The link to the aforesaid Notification is as follows:
https://egazette.gov.in/(S(oq2yvuqnqqvodhoiziwcuoo2))/ViewPDF.aspx
4. Institutional mechanism by Asset Management Companies for identification and deterrence of potential market abuse including front-running and fraudulent transactions in securities
SEBI vide Circular SEBI/HO/IMD/IMD-PoD-1/P/CIR/2024/107 dated August 05, 2024, directed all Asset Management Companies (AMCs) to establish an institutional mechanism to detect and deter market abuse, including front-running and fraudulent transactions in securities.
Following consultations with stakeholders, including the Mutual Funds’ Advisory Committee and a public consultation, the SEBI (Mutual Funds) Regulations, 1996 were amended to mandate this requirement. AMCs are required to implement enhanced surveillance systems, internal control procedures, and escalation processes to monitor and address misconduct.
The mechanism shall ensure the following:
a. Accountability
b. Alert-based surveillance mechanism
c. Processing of alerts
d. Standard operating procedure
e. Action on suspicious alerts
f. Escalation process
g. Whistleblower policy
h. Periodic review
For the effective functioning of institutional mechanisms, the stock exchanges and depositories shall develop systems, in consultation with AMFI, to enable data sharing with AMCs. AMCs shall report all examined alerts to SEBI along with action taken, in the Compliance Test Report (‘CTR’) and the Half-yearly Trustee Report (‘HYTR’).
To ensure uniform implementation of the abovementioned institutional mechanism across the industry, AMFI in consultation with SEBI, shall prescribe the detailed implementation standards within 15 days from the date of this circular. The detailed implementation standards issued by AMFI shall mandatorily be followed by all AMCs.
The link to the aforesaid Circular is as follows:
SEBI | Institutional mechanism by Asset Management Companies for identification and deterrence of potential market abuse including front-running and fraudulent transactions in securities
5. Consultation Paper on Streamlining the process and reduction in timelines of Bonus Issue
SEBI issued a Consultation Paper proposing to streamline and reduce timelines of bonus issues enabling T+2 trading of shares post record date (T Day).
The existing provision SEBI (Issue of Capital and disclosure requirement) Regulation 2018, states that a bonus issue must be implemented within 15 days from board approval. If shareholders’ approval is needed, the bonus issue must be implemented within 2 months from the board meeting decision. This means that ICDR regulations have prescribed a timeline for the implementation of the bonus issue.
However, the ICDR Regulations do not specify timelines for crediting bonus shares and making them available for trading after the record date, leading to non-uniformity w.r.t. timelines in which shares are credited and made available for trading in bonus issue.
Hence it is proposed to prescribe specific timelines for trading of such bonus shares i.e. T+2 which means shares will be available for trading 2 days after the record date. SEBI aims to standardize the process across all issuers, ensuring that all bonus shares are credited and made available for trading within the same timeframe. The consultation paper also proposes operational procedures with regard to bonus issues.

# Goals
(a) Retype the portion of the SEBI update that opens with the words containing "However, the ICDR" and closes with "to bonus issues.".
(b) According to the SEBI update, within what period must AMFI prescribe the detailed implementation standards for the institutional mechanism?
(c) Condense the paragraph of the SEBI update beginning "The existing provision SEBI (Issue of Capital" into a shorter version that keeps its main facts.

# Listed entries
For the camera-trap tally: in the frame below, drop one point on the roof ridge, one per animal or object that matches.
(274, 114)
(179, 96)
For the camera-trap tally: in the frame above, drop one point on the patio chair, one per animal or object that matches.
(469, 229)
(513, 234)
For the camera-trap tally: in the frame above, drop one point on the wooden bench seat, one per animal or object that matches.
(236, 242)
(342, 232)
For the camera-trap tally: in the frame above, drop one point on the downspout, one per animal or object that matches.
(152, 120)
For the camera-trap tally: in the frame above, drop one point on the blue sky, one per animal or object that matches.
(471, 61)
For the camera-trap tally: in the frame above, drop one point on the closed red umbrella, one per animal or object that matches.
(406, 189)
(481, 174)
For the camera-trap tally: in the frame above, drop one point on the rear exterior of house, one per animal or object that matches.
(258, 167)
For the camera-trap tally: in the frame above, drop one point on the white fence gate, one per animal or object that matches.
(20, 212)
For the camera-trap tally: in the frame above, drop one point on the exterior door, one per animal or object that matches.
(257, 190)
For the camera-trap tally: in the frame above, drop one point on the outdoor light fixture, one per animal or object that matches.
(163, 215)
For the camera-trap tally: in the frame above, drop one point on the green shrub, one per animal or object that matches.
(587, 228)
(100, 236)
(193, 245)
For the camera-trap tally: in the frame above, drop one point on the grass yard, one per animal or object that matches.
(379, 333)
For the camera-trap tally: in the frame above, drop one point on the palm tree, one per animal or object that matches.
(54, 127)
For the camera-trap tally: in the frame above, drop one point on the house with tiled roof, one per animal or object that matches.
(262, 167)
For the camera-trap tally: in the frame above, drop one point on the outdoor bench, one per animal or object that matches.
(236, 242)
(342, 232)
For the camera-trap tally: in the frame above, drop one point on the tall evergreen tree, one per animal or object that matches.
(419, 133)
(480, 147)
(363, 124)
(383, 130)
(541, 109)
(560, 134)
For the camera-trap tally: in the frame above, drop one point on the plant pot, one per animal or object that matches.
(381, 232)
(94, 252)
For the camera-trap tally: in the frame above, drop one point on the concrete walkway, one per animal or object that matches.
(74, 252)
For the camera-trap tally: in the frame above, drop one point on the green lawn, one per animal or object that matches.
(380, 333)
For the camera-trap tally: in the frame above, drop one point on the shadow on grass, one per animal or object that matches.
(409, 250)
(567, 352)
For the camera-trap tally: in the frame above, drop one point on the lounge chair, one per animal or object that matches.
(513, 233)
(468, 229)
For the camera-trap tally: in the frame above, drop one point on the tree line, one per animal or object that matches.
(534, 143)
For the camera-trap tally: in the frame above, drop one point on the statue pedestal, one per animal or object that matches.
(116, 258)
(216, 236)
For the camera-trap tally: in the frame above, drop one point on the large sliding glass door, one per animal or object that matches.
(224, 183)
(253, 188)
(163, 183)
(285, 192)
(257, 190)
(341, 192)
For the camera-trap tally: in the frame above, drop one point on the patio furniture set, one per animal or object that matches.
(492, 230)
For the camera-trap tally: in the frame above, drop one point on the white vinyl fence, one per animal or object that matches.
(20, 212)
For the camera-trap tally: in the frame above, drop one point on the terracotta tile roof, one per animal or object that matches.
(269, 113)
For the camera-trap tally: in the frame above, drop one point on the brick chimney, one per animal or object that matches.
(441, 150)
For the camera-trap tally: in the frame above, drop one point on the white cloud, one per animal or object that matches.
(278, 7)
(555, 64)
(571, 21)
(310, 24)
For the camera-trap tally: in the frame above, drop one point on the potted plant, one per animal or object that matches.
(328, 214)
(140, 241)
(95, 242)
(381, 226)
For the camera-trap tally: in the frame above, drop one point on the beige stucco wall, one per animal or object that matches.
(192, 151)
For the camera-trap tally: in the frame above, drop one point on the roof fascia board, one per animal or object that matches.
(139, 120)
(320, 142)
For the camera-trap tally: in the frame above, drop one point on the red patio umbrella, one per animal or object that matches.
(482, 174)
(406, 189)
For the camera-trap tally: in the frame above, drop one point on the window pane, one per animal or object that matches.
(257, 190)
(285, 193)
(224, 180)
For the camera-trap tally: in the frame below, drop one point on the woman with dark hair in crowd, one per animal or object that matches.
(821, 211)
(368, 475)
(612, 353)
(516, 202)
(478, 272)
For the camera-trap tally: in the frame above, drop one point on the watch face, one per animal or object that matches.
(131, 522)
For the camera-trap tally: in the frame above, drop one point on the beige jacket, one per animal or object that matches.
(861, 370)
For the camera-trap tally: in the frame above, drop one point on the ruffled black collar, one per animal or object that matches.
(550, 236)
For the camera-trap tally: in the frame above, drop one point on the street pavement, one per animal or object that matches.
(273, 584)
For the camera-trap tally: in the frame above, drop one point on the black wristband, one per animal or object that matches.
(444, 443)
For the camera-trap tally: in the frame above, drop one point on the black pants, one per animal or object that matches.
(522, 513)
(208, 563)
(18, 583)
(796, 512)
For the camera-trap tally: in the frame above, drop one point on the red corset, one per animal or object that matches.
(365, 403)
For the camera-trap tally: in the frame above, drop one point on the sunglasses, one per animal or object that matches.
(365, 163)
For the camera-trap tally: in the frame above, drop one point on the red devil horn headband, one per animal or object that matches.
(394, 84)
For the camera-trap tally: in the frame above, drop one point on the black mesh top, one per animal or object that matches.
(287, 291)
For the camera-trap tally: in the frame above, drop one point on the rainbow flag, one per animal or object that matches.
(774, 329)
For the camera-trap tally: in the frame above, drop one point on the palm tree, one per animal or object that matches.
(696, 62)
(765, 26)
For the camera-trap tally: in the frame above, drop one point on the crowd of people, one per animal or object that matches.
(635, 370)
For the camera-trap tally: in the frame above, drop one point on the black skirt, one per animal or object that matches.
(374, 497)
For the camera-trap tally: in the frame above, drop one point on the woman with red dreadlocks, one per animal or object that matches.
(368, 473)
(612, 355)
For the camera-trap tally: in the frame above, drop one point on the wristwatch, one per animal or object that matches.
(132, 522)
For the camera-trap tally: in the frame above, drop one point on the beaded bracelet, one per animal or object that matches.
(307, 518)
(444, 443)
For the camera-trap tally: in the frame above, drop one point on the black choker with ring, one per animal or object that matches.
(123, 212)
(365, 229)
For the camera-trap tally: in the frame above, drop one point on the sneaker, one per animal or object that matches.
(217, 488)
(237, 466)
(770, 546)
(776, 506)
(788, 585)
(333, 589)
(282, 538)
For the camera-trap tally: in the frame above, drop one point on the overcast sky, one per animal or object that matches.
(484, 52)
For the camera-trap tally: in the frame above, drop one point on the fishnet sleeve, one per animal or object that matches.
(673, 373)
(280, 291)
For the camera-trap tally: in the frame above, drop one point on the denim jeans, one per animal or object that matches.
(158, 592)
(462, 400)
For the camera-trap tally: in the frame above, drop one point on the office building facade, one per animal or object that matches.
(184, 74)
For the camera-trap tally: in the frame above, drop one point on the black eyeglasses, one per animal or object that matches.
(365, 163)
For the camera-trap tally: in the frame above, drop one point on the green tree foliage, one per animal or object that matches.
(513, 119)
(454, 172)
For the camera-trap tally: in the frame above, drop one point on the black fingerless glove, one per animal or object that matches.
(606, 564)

# Solved problems
(a)
However, the ICDR Regulations do not specify timelines for crediting bonus shares and making them available for trading after the record date, leading to non-uniformity w.r.t. timelines in which shares are credited and made available for trading in bonus issue.
Hence it is proposed to prescribe specific timelines for trading of such bonus shares i.e. T+2 which means shares will be available for trading 2 days after the record date. SEBI aims to standardize the process across all issuers, ensuring that all bonus shares are credited and made available for trading within the same timeframe. The consultation paper also proposes operational procedures with regard to bonus issues.

(b) Within 15 days from the date of the circular.

(c) Under the SEBI (Issue of Capital and Disclosure Requirement) Regulations, 2018, a bonus issue must be implemented within 15 days of board approval, or within 2 months of the board meeting decision if shareholders' approval is required. The ICDR Regulations therefore prescribe a timeline for implementing bonus issues.